▸ **What is asked**
Return, exactly, the line that contains "Target: green t-shirt" together with all lines after it to the end of the entries, and no further lines.

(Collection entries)
● ● ● ● ● ● ●

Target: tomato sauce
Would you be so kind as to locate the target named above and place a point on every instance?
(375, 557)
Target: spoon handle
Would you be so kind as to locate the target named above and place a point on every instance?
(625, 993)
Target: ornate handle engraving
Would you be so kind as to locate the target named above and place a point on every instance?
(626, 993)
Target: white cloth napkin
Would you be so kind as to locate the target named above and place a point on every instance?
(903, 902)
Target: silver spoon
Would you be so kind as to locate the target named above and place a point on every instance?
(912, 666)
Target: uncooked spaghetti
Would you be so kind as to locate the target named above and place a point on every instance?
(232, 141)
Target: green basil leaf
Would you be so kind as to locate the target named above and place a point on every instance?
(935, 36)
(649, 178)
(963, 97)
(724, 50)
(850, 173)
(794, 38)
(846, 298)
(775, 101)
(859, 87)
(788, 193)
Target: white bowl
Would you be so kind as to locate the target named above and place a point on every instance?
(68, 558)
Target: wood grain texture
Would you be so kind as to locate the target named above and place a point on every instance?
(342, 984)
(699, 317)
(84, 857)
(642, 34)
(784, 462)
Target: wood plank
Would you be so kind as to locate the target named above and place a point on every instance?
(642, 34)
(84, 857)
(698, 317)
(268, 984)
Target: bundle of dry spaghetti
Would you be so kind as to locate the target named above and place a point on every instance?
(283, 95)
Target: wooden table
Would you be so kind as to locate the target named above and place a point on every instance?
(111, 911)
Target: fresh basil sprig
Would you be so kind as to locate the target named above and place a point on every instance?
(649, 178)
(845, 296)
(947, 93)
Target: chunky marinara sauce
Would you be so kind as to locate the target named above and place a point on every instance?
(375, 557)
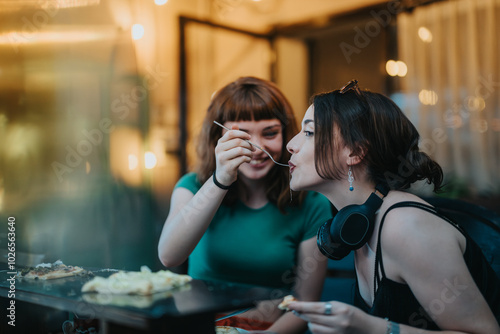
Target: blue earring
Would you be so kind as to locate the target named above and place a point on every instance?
(350, 178)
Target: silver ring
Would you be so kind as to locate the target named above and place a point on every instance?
(328, 308)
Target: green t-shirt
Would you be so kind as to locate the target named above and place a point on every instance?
(255, 246)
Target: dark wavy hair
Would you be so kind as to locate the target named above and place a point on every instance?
(374, 128)
(249, 99)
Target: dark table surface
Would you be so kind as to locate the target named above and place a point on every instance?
(195, 298)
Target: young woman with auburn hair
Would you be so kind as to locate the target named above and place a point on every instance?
(235, 217)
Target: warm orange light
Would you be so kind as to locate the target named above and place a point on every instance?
(137, 31)
(150, 160)
(425, 34)
(428, 97)
(133, 162)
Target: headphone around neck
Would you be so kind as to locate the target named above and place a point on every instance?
(351, 227)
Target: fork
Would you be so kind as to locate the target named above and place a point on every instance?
(255, 145)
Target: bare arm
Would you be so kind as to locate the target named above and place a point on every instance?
(190, 214)
(311, 272)
(429, 258)
(427, 254)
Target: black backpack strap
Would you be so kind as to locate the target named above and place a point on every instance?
(378, 253)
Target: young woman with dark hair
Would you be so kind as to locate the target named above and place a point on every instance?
(416, 271)
(235, 217)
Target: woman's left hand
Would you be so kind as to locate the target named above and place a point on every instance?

● ● ● ● ● ● ●

▸ **Exercise solution**
Target: green t-shirt
Would you be so kind as to locate the target named above and place a point on every instance?
(255, 246)
Target: dark wavy hair
Would you be so kind as to locate the target named above and place a point on every instance?
(374, 128)
(249, 99)
Target: dark table surface
Would you be so kind as to locate the target named above and place a point on every instance?
(195, 298)
Target: young woman with auburn hair
Would you be so kind as to locate the target named above and place a point on every instance?
(235, 217)
Target: warm orange light
Would you be so kind as to locate the target named above and place a point on every instance?
(137, 31)
(150, 160)
(425, 34)
(428, 97)
(133, 162)
Target: headphone around neck
Would you be so kind as to locate the target named above and place a point on every instance?
(351, 227)
Target: fork
Would you be so kind as to locate the target named above and place a point on every instance?
(255, 145)
Target: bare arm
Would you be so kind as to locate the target named above and place a point on every instance?
(190, 214)
(311, 272)
(429, 258)
(427, 254)
Target: black backpack strap
Would you be so kind as to locate the target named above and place a point on every instance?
(378, 253)
Target: young woman with dark hair
Would you be so kind as to locate the target named above and place a point on every instance?
(416, 271)
(235, 217)
Target: woman's left hand
Would you be so kind as to locate the target named above and place a point on every instance?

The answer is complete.